* _Stored dataset items_:

───

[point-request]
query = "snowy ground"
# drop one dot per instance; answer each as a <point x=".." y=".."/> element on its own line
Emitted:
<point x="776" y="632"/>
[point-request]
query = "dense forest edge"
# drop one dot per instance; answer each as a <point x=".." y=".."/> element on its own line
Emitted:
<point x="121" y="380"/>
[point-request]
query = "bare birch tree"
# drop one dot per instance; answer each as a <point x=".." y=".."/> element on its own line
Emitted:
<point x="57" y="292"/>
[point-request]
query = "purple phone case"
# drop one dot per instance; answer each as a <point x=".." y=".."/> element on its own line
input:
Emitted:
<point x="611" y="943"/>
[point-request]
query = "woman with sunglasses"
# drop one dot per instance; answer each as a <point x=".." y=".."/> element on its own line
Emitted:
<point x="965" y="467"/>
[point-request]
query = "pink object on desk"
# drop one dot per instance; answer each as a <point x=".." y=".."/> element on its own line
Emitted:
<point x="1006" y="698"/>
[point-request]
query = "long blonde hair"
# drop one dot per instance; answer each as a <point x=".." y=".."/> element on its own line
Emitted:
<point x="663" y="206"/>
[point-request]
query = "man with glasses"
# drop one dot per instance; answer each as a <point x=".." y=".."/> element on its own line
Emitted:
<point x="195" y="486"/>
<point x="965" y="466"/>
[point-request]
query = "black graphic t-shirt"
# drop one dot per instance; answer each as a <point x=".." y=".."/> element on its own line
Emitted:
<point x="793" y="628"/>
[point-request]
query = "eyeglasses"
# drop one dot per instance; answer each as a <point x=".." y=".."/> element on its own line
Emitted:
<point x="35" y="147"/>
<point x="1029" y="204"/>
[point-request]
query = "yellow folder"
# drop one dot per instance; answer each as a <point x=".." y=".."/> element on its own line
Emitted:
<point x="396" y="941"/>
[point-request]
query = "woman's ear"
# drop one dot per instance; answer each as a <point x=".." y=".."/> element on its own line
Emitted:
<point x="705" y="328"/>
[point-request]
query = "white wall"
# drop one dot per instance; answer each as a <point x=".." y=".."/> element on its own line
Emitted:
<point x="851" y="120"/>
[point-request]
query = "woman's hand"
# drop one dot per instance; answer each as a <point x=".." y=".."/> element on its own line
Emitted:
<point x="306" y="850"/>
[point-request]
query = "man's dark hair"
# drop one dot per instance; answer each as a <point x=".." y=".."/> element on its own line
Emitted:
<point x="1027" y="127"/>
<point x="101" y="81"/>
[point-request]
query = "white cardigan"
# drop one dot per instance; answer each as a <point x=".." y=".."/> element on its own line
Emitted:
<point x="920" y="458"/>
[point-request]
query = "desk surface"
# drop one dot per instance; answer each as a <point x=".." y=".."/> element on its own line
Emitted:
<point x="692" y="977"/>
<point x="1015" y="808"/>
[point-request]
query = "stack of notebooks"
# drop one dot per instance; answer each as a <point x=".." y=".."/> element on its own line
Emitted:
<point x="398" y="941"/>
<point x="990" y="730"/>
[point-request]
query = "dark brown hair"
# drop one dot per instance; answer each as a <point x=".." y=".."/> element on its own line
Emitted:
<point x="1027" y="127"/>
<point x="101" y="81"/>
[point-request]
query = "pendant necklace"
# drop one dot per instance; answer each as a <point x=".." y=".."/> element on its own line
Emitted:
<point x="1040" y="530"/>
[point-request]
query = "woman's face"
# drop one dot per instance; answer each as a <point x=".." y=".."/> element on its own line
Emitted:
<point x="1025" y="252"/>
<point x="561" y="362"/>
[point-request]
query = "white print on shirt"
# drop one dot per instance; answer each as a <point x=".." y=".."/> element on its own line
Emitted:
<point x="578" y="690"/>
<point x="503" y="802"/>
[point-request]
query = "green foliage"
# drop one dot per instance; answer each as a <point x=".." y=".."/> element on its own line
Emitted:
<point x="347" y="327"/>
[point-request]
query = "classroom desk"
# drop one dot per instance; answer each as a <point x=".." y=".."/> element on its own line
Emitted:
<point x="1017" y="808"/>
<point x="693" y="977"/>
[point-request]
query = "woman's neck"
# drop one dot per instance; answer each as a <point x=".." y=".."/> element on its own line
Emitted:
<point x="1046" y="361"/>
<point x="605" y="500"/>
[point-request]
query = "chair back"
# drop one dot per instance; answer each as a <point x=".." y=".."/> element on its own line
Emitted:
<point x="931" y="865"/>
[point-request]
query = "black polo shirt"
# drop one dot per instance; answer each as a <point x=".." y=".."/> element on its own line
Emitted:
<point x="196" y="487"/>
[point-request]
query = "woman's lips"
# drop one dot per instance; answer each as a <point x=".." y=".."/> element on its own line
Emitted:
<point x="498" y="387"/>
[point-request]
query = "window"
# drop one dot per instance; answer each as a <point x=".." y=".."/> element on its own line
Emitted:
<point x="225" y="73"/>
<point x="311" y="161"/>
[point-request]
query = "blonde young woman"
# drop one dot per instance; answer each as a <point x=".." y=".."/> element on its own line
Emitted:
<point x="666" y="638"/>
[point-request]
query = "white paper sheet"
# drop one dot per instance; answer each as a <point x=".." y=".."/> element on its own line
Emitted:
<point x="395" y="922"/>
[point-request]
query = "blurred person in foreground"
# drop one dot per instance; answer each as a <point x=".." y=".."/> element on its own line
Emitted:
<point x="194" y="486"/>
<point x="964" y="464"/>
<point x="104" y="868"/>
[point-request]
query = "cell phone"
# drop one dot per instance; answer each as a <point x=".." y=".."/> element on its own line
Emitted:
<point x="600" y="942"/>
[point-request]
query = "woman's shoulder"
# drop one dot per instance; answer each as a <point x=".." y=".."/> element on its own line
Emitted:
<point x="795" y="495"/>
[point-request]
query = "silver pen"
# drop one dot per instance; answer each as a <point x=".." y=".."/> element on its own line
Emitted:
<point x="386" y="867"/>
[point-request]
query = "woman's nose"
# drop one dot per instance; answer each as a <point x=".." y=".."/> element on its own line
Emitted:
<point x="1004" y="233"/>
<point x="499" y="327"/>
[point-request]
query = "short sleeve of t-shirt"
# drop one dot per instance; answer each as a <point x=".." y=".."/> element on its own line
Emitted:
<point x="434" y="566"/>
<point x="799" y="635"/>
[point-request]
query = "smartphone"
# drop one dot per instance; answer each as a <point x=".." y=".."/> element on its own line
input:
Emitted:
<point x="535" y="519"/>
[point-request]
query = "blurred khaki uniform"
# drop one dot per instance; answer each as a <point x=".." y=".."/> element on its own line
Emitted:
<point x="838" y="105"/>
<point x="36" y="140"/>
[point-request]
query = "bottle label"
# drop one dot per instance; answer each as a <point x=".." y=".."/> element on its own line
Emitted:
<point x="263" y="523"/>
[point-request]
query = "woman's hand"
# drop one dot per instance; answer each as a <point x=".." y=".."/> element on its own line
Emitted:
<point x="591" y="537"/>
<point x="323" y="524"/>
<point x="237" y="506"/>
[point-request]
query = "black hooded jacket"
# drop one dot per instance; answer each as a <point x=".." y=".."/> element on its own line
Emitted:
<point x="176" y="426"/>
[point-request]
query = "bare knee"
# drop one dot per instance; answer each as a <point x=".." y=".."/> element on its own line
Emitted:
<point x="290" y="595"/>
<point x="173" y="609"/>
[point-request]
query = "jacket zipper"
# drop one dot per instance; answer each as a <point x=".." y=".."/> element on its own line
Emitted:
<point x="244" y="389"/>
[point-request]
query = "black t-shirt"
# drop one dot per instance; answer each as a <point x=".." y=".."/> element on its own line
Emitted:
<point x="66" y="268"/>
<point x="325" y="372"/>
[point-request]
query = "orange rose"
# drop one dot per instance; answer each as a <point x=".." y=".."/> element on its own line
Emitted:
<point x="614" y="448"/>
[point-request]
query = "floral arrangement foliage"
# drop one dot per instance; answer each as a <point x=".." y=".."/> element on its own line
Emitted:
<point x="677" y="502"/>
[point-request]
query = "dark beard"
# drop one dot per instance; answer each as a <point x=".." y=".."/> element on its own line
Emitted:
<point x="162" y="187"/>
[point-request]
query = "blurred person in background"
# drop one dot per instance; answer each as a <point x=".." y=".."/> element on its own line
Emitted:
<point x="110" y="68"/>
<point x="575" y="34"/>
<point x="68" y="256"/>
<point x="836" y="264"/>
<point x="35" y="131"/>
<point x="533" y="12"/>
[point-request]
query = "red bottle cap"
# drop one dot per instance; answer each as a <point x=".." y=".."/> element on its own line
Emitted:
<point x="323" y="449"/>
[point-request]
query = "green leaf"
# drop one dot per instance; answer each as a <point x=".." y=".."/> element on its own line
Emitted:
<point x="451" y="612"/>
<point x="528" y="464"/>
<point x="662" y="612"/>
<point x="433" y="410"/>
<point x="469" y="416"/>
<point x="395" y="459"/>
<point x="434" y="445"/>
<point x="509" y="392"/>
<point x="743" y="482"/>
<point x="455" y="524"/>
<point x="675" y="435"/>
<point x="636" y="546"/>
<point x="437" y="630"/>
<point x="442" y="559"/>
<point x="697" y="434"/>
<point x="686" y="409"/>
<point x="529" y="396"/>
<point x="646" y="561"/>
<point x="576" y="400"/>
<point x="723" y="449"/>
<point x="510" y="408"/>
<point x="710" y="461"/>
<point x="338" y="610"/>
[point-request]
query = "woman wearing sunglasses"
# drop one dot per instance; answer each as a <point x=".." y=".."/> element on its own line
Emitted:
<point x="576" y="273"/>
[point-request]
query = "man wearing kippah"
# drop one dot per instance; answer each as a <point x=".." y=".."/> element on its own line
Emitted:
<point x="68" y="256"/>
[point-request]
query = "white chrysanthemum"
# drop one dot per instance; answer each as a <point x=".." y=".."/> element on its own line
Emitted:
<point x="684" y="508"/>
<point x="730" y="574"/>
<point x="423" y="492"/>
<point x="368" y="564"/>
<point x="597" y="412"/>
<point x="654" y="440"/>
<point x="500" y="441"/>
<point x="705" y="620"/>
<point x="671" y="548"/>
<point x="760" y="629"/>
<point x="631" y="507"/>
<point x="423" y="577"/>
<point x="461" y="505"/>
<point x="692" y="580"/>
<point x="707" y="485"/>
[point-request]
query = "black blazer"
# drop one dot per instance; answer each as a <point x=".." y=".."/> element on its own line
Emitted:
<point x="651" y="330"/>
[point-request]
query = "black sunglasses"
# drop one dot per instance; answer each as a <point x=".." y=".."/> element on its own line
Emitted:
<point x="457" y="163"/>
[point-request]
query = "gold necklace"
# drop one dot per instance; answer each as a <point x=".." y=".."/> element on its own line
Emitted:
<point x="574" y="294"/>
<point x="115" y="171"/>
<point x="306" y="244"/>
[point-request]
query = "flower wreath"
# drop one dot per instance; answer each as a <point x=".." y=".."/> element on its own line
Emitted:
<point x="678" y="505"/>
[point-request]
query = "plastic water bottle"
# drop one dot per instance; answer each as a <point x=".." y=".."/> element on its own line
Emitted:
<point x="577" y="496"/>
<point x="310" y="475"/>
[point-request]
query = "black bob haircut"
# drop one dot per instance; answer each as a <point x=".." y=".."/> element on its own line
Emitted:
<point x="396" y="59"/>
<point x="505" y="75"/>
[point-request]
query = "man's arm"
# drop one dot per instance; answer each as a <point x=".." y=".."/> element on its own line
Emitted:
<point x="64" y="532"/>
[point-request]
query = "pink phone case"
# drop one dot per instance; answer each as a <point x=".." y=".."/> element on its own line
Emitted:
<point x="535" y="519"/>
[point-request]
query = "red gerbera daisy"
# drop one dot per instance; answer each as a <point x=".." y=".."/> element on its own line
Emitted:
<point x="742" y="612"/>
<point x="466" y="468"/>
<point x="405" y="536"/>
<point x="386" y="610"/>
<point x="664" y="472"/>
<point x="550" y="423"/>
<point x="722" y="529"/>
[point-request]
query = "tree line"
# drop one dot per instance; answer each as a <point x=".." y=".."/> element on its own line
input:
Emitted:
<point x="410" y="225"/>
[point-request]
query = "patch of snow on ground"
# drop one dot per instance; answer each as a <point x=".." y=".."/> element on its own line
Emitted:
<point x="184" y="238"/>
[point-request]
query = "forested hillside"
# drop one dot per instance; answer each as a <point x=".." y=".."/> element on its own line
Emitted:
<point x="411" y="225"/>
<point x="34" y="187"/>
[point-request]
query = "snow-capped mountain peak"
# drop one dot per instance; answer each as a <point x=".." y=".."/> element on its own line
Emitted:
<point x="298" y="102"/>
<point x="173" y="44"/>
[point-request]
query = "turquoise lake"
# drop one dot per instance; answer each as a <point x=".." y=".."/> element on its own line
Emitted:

───

* _ASSIGNMENT_: Return every line above where "with" appears.

* _SOLUTION BELOW_:
query = "woman with sunglasses"
query = "man with glasses"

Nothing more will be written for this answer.